>>>

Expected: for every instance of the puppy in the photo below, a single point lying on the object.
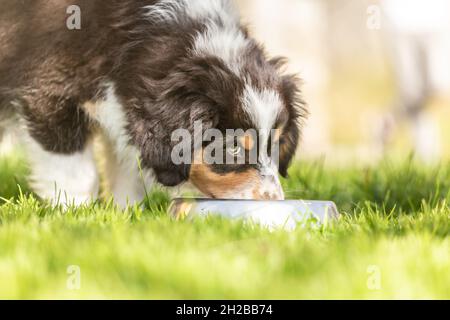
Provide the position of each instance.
(136, 71)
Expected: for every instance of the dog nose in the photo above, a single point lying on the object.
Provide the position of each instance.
(270, 189)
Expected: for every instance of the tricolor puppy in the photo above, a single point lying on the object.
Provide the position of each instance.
(137, 71)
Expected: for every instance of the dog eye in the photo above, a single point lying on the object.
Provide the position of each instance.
(235, 151)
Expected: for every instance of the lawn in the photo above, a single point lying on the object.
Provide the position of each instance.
(391, 242)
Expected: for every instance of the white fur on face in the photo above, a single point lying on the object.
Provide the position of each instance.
(263, 107)
(222, 38)
(171, 10)
(227, 44)
(128, 183)
(63, 179)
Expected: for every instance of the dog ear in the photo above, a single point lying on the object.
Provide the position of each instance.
(290, 137)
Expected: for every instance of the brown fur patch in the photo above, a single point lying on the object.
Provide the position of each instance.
(247, 141)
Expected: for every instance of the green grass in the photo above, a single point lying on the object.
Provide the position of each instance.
(395, 229)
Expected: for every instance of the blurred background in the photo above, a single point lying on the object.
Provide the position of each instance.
(376, 73)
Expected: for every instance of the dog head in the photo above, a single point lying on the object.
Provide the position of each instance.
(201, 66)
(249, 121)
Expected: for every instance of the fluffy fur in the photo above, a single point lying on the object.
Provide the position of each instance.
(138, 70)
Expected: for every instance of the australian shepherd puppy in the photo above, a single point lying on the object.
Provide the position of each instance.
(136, 71)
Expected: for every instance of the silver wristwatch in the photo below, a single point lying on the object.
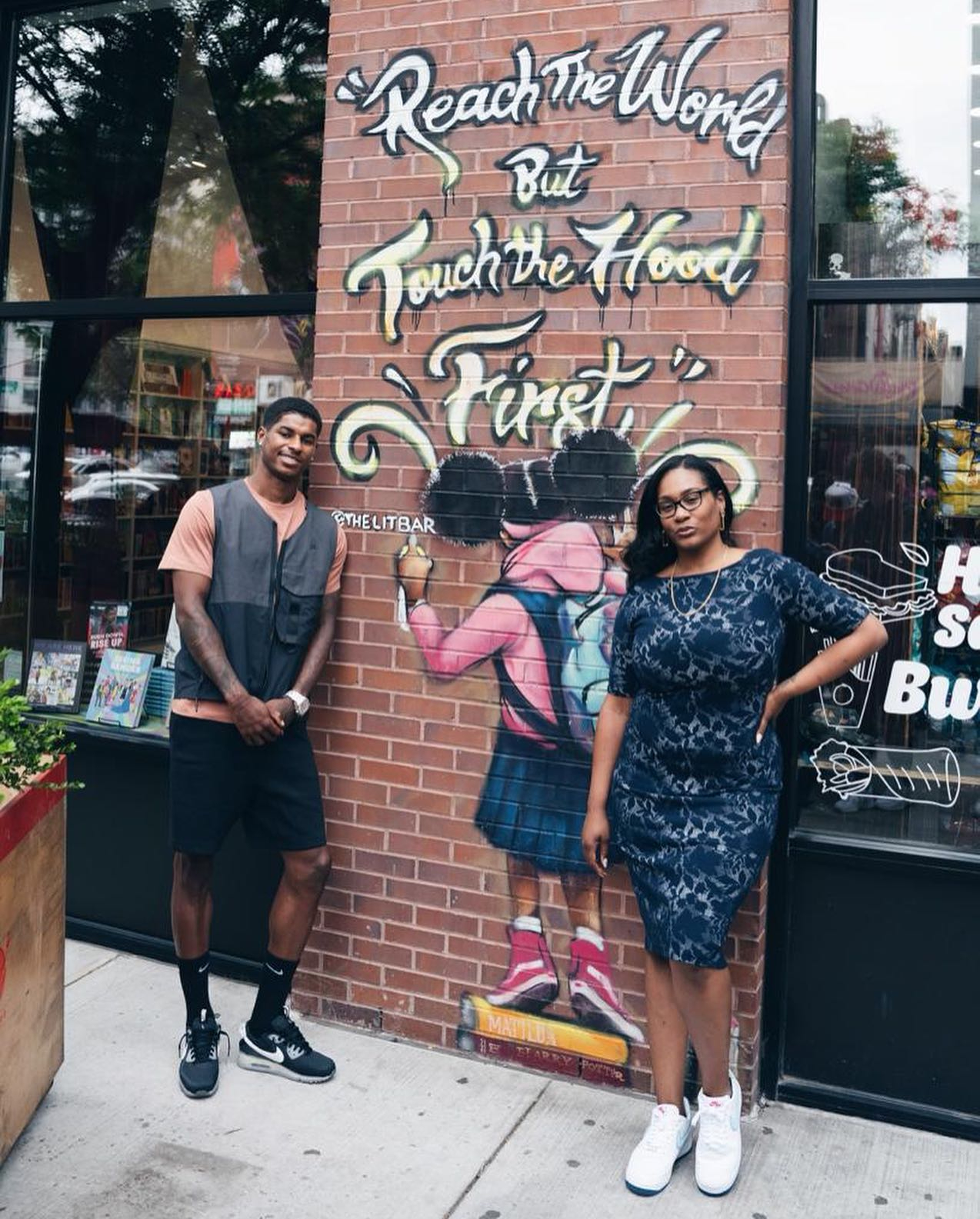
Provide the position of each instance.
(299, 701)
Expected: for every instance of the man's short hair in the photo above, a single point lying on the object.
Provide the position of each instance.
(290, 406)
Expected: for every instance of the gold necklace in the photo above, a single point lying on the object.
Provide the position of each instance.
(690, 614)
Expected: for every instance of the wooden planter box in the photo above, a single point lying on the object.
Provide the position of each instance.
(32, 951)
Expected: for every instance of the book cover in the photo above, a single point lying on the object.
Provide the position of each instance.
(54, 678)
(120, 688)
(108, 625)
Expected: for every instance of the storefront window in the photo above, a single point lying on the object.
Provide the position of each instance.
(892, 750)
(167, 149)
(152, 412)
(898, 168)
(22, 352)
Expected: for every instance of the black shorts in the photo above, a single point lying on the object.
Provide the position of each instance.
(216, 779)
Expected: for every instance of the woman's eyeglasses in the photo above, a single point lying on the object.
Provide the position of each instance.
(689, 501)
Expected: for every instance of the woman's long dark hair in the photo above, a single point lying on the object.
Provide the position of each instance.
(651, 551)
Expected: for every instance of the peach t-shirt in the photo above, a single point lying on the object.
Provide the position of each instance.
(192, 549)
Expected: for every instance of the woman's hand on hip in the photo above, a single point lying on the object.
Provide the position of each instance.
(775, 701)
(595, 840)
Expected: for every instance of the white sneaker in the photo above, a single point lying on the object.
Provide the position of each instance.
(719, 1140)
(667, 1137)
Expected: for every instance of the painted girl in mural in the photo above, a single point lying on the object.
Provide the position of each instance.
(552, 604)
(686, 773)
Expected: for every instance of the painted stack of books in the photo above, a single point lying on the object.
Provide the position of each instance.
(160, 695)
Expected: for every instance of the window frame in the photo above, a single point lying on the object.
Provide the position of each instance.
(43, 537)
(805, 294)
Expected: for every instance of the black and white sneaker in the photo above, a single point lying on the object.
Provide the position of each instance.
(284, 1051)
(199, 1056)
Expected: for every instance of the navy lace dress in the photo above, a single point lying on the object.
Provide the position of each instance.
(694, 800)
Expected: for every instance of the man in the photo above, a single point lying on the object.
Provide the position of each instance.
(256, 578)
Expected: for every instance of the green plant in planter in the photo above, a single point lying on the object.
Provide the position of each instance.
(26, 746)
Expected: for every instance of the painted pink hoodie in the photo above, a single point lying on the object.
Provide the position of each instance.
(561, 558)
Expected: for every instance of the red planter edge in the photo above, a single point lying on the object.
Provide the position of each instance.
(23, 811)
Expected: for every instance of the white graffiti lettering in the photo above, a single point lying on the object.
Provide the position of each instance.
(416, 112)
(539, 175)
(516, 400)
(525, 258)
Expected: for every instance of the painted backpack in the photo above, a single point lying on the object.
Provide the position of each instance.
(586, 639)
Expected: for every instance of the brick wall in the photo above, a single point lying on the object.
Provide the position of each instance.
(417, 912)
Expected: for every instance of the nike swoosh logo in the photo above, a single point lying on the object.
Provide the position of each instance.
(275, 1056)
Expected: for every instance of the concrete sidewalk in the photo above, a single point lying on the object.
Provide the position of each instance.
(405, 1131)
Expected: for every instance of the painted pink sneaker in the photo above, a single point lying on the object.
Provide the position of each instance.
(532, 981)
(590, 989)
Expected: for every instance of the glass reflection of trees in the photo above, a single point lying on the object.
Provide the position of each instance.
(95, 108)
(874, 220)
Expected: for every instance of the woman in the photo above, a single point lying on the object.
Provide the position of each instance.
(689, 768)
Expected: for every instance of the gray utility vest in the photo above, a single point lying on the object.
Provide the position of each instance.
(266, 605)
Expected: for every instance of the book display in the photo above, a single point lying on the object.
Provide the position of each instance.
(108, 625)
(120, 688)
(54, 678)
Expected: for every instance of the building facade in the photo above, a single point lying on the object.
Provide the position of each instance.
(539, 249)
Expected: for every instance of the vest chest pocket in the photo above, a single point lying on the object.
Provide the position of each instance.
(298, 616)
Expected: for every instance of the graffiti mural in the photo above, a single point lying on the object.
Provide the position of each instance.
(545, 624)
(539, 467)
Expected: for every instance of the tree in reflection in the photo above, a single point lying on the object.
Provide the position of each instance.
(94, 108)
(880, 218)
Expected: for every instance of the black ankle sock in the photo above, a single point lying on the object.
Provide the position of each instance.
(273, 991)
(194, 973)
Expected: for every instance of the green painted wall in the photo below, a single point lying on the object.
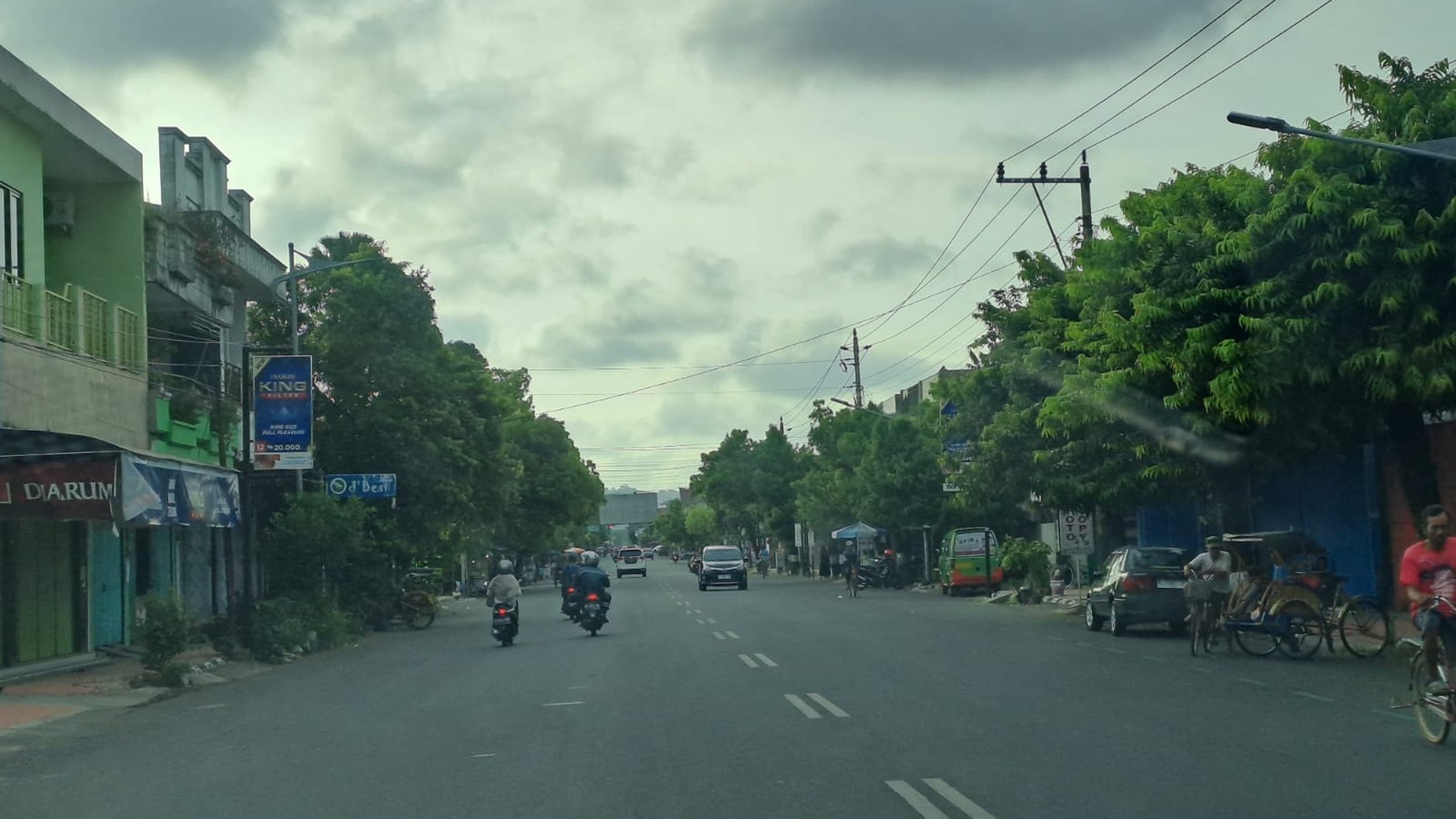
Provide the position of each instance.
(104, 253)
(182, 440)
(21, 169)
(44, 590)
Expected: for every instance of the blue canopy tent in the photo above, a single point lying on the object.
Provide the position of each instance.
(859, 531)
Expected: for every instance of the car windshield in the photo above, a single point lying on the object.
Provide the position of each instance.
(1168, 557)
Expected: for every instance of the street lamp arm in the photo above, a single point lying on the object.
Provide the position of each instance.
(1440, 150)
(310, 269)
(865, 409)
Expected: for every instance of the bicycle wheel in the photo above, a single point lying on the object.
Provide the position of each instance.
(1302, 630)
(1255, 642)
(1365, 627)
(1430, 710)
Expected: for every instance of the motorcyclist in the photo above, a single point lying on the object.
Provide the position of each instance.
(504, 588)
(568, 575)
(592, 579)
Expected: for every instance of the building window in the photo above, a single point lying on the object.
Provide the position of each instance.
(11, 248)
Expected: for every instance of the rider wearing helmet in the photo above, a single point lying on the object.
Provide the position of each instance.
(504, 588)
(592, 579)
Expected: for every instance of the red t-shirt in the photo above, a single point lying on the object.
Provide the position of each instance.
(1430, 572)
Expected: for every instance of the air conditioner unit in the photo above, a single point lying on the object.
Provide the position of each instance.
(60, 212)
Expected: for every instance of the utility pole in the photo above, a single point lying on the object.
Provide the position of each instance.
(293, 336)
(1084, 179)
(855, 350)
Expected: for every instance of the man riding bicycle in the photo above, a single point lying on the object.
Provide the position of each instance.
(1428, 571)
(1215, 565)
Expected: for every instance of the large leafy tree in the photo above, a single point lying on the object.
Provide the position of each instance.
(475, 463)
(1355, 264)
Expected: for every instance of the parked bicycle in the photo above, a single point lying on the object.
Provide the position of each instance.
(1365, 627)
(413, 608)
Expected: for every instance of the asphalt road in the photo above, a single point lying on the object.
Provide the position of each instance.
(785, 700)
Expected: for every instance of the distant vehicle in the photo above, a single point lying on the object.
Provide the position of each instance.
(721, 566)
(964, 557)
(1139, 585)
(631, 562)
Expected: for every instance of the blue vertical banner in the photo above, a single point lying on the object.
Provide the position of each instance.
(283, 412)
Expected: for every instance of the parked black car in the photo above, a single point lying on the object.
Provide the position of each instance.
(1139, 585)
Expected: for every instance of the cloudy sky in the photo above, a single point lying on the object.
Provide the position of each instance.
(621, 194)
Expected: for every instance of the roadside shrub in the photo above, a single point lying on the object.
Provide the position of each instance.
(165, 633)
(173, 673)
(1027, 561)
(279, 627)
(218, 633)
(285, 624)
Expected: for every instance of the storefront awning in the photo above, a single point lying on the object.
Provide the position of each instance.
(73, 478)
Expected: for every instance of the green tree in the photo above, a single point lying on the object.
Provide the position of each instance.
(1355, 261)
(702, 523)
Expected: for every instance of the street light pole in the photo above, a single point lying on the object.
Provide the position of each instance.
(925, 553)
(1440, 150)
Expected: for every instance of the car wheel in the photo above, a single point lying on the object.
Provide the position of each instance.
(1117, 623)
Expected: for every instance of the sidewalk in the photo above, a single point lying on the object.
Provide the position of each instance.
(33, 702)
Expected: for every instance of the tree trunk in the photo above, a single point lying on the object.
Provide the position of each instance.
(1411, 448)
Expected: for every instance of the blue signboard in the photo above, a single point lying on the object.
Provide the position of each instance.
(283, 412)
(367, 484)
(169, 494)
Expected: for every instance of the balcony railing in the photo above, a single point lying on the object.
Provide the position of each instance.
(18, 310)
(96, 340)
(130, 344)
(60, 319)
(82, 323)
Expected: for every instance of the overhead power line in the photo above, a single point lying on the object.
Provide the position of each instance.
(1222, 72)
(1120, 89)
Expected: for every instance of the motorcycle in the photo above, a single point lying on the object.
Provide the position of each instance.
(879, 575)
(571, 606)
(503, 623)
(593, 614)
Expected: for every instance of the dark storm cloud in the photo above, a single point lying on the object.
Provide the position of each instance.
(946, 39)
(884, 259)
(130, 33)
(643, 322)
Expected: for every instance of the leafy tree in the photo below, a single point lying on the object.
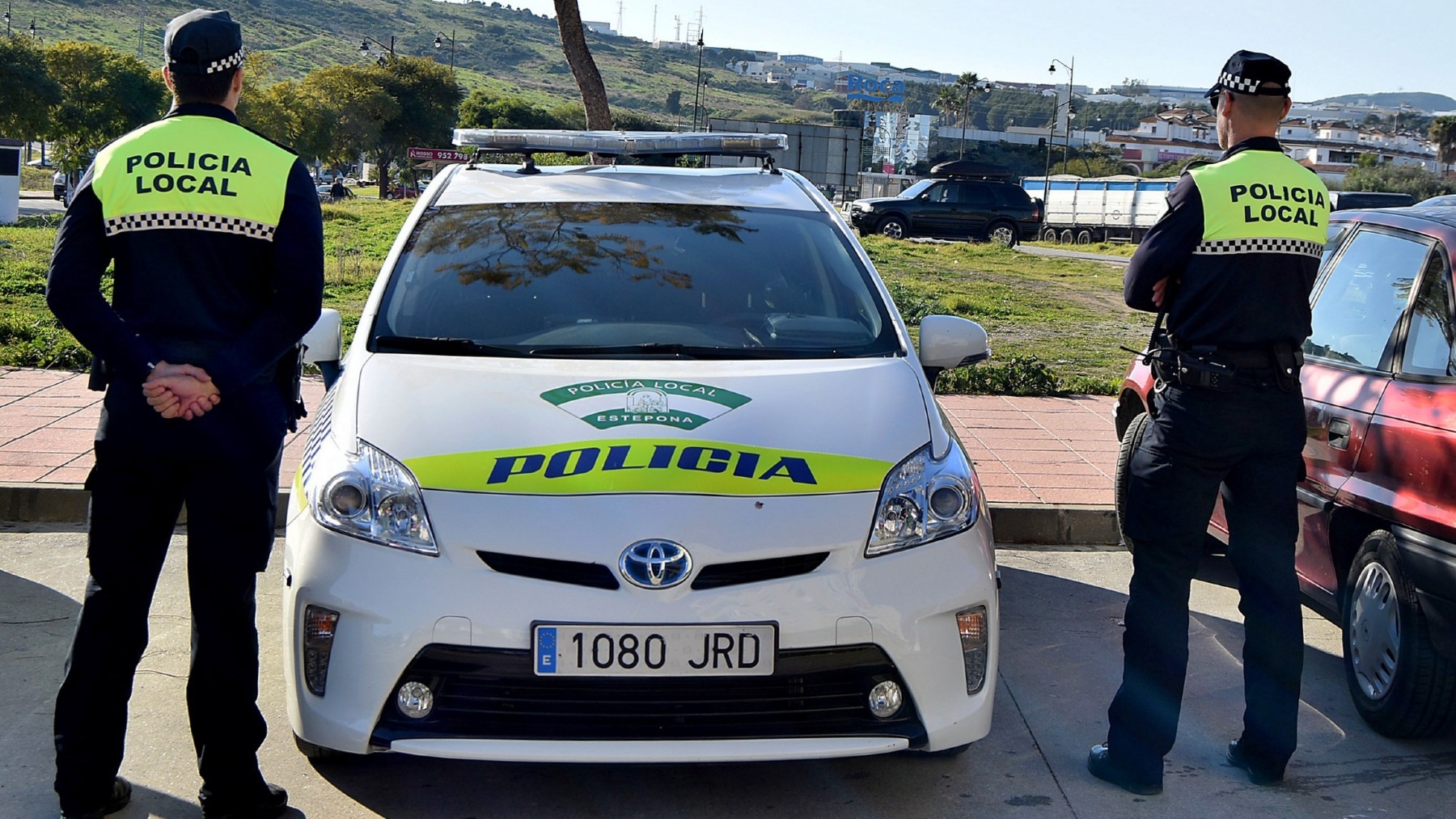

<<<

## Exercise objective
Change "position" to "location" in the rows from the line with "Expected: for every instance of the motorcycle" to the end of the rows, and write those lines out again with nothing else altered. Leave the pictures out.

## Result of the exercise
Expected: for every instance of the motorcycle in the photo above, a single point lying on the object.
Provide the location of each instance.
(879, 575)
(571, 606)
(503, 623)
(593, 614)
Expected: for every instance of the dark storm cloud in the photo above, a single point lying on the object.
Provide the location of each instance.
(946, 39)
(884, 259)
(130, 33)
(643, 322)
Expected: for every instance of the leafy tree in the photo below, a single point lying on the object.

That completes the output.